Her Day-to-Day Routine

"I have a lot of clientele early in the morning. So I sometimes start my days at 4:30 am or 5 am. I get to my clients at around 6 am and then I have a 7am client, and then mid-day clients around 2 and 3 pm and so forth. In between that I'm working on emails and drafting social media posts and marketing materials, Then I do my own athletic-performance training to stay in shape."

the craziest stunt she’s ever done

"Stunt driving scenes are intense! On TV shows or movies the cars look like they’re going fast but in reality we’re going 30-40 miles an hour. Yet still, we’re going faster than all of the other cars so it’s a weird feeling. This particular time I was in the passenger seat. The stunt driver was going like 40 and we had to sharply cut down a tight alley. He was very skilled and seasoned, but I was so scared and almost crapped in my pants. But, overall it was a good kind of scary. Like "on a rollercoaster" scary.

How she strives to support women

"I see a lot of female trainers, but not a lot of super successful female trainers, who are completely living the dream. And I know only a handful of stuntwomen. I wish there were more and that we had more opportunities, but think that sometimes we just need to create our own. I don't perceive myself solely doing stunts forever, so I’m working on my own stuff and am determined to provide more diverse projects to women in this industry."

how to carve out Your Own Path

"People are always waiting for that big break or opportunity from someone else, but you can really create your own if you’re smart and network with the right people. I always say that it’s all about timing and being with the right people at the right time. That's what happened to me."

industry must-haves

"Of course the education, whether that be through stunt training or just having general fitness knowledge. It doesn’t have to be a degree or school, it can be a training certification. But, more importantly it's crucial to know who you are and to focus on your brand. If you’re going to work in a client based industry like fitness training or something that relies on booking,  like a performer, keep your social media, marketing and branding in check. How you carry yourself professionally is how you’re going to attract business."

Her hidden talent

"I'm actually really good at mixing music. I don’t exactly moonlight as a DJ, but it’s something I wouldn’t mind doing in the future." 

Her theme song

"I love anything Beyoncé, but my favorite is '711.' When that song comes on I'm just so hype and always feel ready to perform above and beyond." 

Her Motto to live by

"Just keep rolling with the punches. We all face some kind of adversaries when pursing our dreams, but it’s all part of the process."

Note: This interview has been edited for length and clarity.

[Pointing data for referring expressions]
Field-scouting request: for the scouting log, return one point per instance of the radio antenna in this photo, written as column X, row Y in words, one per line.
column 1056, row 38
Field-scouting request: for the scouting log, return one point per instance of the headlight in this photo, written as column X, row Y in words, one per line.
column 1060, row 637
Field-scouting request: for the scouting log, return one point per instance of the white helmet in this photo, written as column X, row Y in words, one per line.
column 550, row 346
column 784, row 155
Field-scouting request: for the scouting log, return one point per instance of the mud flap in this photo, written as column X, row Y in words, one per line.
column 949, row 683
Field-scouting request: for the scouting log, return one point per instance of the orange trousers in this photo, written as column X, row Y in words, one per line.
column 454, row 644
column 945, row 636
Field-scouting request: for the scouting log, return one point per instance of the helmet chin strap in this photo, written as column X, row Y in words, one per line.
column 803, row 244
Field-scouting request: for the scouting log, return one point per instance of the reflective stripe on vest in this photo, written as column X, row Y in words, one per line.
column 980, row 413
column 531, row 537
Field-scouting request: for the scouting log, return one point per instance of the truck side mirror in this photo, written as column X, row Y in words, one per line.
==
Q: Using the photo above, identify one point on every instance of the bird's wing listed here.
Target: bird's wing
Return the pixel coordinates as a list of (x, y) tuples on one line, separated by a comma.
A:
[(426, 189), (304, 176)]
---
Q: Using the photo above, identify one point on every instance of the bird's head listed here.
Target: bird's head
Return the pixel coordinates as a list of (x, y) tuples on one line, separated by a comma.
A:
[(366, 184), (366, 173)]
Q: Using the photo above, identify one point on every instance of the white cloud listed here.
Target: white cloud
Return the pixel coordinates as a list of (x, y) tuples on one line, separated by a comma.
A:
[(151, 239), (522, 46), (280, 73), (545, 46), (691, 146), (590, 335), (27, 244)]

*Task prompt*
Copy the interview part that opens with the words containing "Her Motto to" and closes with "length and clarity.", and swap "adversaries" for "obstacles".

*Completed exercise*
Her Motto to live by

"Just keep rolling with the punches. We all face some kind of obstacles when pursing our dreams, but it’s all part of the process."

Note: This interview has been edited for length and clarity.